# Work request
Output the entries exactly.
◇ ◇ ◇ ◇
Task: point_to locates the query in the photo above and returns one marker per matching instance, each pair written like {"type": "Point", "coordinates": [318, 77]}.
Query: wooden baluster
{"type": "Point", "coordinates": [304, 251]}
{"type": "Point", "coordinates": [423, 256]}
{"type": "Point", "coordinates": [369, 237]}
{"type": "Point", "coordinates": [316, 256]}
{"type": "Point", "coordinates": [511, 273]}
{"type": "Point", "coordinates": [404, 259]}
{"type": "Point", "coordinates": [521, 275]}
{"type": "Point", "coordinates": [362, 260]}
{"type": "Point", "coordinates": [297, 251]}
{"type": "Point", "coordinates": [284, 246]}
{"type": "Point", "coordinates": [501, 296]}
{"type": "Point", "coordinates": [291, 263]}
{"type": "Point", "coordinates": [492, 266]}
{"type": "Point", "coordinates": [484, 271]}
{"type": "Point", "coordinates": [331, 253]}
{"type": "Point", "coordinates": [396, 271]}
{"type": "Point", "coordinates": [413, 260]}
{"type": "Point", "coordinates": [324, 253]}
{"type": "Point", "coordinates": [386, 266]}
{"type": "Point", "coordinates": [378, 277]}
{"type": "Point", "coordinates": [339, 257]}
◇ ◇ ◇ ◇
# Solution to this exercise
Task: point_to locates the query in the photo above and returns one marker per matching instance, each pair written like {"type": "Point", "coordinates": [318, 77]}.
Query: wooden baluster
{"type": "Point", "coordinates": [304, 251]}
{"type": "Point", "coordinates": [423, 256]}
{"type": "Point", "coordinates": [369, 237]}
{"type": "Point", "coordinates": [316, 256]}
{"type": "Point", "coordinates": [511, 273]}
{"type": "Point", "coordinates": [404, 259]}
{"type": "Point", "coordinates": [521, 275]}
{"type": "Point", "coordinates": [362, 260]}
{"type": "Point", "coordinates": [297, 251]}
{"type": "Point", "coordinates": [284, 246]}
{"type": "Point", "coordinates": [501, 296]}
{"type": "Point", "coordinates": [291, 263]}
{"type": "Point", "coordinates": [492, 266]}
{"type": "Point", "coordinates": [484, 271]}
{"type": "Point", "coordinates": [331, 253]}
{"type": "Point", "coordinates": [396, 271]}
{"type": "Point", "coordinates": [413, 260]}
{"type": "Point", "coordinates": [324, 253]}
{"type": "Point", "coordinates": [386, 266]}
{"type": "Point", "coordinates": [378, 277]}
{"type": "Point", "coordinates": [339, 257]}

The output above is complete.